[BRIEF]:
Return the part of the listing that opens with the line containing "bark, I would be grateful." and closes with the line containing "[[[237,0],[233,115],[264,148],[282,145],[282,0]]]", both included, reproducing those lines verbatim.

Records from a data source
-- Start --

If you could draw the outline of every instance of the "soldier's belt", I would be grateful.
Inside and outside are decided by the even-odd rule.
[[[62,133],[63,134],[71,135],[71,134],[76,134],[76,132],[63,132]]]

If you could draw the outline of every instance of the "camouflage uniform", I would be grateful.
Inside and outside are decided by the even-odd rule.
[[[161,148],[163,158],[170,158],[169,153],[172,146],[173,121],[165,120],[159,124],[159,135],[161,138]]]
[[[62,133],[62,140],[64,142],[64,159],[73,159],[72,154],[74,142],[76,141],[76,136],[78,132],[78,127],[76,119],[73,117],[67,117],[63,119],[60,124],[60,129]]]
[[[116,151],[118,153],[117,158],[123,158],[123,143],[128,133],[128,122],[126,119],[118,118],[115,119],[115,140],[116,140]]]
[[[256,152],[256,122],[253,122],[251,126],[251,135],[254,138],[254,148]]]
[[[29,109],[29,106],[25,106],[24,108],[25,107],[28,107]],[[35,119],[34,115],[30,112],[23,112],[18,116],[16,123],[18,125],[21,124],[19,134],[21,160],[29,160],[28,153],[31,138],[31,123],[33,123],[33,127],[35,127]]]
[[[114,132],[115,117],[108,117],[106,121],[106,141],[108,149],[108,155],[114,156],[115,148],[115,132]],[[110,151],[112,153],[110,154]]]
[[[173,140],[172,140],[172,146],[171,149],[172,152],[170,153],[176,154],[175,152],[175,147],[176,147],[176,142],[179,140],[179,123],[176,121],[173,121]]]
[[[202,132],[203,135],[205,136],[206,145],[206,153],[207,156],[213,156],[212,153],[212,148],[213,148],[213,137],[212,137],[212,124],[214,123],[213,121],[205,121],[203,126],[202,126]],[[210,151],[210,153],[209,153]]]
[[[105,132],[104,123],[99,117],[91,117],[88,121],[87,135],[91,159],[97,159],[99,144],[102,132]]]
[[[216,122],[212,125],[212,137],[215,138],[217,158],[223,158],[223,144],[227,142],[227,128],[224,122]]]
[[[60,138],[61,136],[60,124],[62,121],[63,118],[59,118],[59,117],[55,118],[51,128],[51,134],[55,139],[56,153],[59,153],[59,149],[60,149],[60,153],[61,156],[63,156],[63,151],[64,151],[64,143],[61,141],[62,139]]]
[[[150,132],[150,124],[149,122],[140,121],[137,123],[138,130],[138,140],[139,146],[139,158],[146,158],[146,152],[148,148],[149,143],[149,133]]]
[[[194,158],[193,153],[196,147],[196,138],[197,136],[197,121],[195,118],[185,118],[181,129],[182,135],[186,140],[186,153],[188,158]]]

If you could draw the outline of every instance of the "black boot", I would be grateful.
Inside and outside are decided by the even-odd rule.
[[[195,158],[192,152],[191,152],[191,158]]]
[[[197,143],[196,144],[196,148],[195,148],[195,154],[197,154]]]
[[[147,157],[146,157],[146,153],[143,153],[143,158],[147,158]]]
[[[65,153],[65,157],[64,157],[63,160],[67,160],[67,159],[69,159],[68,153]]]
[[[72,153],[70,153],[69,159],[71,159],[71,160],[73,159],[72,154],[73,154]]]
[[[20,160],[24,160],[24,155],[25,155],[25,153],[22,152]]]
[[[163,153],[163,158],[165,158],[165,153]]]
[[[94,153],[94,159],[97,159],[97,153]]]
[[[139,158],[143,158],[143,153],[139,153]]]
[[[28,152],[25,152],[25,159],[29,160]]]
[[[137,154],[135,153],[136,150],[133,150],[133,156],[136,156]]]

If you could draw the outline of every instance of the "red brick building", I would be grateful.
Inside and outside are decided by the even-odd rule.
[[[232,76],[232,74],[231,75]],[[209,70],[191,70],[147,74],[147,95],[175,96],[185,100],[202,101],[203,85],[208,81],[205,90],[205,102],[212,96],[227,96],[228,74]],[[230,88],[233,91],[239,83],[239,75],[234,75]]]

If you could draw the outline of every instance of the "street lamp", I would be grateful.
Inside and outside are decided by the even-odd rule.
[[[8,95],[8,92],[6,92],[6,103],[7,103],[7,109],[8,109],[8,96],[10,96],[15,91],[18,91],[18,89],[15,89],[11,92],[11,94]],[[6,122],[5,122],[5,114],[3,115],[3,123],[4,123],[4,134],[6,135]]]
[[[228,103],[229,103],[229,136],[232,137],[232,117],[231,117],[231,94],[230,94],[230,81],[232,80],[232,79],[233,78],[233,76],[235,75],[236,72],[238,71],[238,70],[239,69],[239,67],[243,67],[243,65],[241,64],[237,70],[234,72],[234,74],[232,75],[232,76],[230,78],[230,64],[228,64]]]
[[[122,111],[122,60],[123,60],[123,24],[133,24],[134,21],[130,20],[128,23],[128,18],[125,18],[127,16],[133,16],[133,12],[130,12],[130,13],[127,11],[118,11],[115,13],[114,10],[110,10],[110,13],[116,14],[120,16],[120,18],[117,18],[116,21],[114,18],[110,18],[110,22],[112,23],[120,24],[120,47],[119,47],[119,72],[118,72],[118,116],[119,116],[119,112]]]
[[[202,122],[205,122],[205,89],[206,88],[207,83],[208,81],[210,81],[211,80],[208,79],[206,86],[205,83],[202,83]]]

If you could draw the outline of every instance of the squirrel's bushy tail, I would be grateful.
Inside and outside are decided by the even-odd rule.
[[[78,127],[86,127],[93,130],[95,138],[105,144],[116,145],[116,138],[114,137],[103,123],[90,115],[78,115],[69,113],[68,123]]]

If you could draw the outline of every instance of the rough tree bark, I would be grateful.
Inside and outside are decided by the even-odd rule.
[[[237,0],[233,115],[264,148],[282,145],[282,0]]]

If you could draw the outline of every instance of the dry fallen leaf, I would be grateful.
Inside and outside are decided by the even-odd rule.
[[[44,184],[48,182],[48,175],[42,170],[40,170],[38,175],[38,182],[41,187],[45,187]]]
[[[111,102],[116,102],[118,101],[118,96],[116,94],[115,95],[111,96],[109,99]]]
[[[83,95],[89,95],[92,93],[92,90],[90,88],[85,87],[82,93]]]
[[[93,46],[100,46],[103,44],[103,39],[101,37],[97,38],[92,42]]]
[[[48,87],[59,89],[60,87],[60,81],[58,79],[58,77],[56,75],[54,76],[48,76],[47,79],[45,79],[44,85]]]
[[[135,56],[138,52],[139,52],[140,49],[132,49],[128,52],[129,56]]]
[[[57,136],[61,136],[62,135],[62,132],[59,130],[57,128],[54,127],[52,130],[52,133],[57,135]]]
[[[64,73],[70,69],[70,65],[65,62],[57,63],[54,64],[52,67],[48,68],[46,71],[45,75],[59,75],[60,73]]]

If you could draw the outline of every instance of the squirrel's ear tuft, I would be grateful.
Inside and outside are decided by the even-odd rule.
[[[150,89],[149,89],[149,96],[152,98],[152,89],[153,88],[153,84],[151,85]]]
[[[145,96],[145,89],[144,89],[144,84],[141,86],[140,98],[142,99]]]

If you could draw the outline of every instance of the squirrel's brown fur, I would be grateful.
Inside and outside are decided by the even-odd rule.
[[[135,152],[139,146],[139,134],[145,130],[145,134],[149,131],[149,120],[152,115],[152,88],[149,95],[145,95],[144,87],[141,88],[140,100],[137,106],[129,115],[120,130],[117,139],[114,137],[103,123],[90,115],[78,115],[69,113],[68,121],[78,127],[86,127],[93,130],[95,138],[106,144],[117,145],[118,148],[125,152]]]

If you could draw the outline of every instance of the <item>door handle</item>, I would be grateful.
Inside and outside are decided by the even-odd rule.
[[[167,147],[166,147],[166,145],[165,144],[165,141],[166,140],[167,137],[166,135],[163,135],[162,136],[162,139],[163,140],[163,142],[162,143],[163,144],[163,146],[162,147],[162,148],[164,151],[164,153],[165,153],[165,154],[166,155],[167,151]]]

-- End --
-- Start --

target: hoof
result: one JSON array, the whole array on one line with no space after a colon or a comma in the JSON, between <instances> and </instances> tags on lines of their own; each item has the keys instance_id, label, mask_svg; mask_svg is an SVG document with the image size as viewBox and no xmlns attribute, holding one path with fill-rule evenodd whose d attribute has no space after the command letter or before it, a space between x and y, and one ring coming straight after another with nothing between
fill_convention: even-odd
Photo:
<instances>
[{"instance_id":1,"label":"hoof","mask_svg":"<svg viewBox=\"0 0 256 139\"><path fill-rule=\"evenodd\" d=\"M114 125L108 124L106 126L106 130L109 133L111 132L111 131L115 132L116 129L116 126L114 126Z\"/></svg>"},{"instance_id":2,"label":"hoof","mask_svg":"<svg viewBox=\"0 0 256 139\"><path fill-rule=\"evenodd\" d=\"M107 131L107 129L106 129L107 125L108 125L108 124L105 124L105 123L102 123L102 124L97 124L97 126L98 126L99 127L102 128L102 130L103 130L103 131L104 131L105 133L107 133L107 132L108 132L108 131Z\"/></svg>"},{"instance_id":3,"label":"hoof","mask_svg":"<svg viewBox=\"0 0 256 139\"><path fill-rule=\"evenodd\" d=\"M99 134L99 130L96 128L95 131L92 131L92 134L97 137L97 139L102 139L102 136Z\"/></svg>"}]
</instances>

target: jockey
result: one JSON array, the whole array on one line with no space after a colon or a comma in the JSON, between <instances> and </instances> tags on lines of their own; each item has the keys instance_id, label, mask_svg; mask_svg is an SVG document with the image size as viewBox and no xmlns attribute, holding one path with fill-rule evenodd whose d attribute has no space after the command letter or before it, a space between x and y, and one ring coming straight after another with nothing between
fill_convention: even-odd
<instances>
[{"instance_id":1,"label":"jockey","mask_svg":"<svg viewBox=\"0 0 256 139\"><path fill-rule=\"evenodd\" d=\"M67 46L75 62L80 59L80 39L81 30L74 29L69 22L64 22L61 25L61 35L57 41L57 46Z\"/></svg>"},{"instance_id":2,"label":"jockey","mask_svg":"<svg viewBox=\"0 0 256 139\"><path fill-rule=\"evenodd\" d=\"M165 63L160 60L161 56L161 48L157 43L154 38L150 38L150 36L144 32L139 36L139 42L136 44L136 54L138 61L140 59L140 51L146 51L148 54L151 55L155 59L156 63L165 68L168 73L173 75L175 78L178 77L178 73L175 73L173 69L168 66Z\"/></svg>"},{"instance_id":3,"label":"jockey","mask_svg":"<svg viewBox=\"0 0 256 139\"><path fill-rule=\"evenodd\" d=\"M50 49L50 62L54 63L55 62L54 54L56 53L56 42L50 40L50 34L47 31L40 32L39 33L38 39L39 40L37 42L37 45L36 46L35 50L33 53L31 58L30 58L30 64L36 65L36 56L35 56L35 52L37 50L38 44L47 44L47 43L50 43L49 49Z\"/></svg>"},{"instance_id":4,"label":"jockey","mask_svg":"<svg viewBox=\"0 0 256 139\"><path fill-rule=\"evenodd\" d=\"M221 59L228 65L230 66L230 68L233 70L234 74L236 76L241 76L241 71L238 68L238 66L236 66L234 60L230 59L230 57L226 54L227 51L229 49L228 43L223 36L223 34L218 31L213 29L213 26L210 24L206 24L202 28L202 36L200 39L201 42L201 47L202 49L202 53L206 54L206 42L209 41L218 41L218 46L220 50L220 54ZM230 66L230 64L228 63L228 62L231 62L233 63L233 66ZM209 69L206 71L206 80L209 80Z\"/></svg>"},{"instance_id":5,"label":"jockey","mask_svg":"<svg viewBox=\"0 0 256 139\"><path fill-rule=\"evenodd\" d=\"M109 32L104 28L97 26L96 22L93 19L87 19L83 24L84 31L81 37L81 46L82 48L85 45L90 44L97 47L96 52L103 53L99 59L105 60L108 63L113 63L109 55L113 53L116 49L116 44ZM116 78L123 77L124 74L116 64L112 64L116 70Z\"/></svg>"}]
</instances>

-- End --

[EXERCISE ANSWER]:
If you could draw the outline of every instance of the rough tree bark, I would be grateful.
Inside and outside are decided by the even-odd rule.
[[[237,0],[233,115],[264,148],[282,145],[282,0]]]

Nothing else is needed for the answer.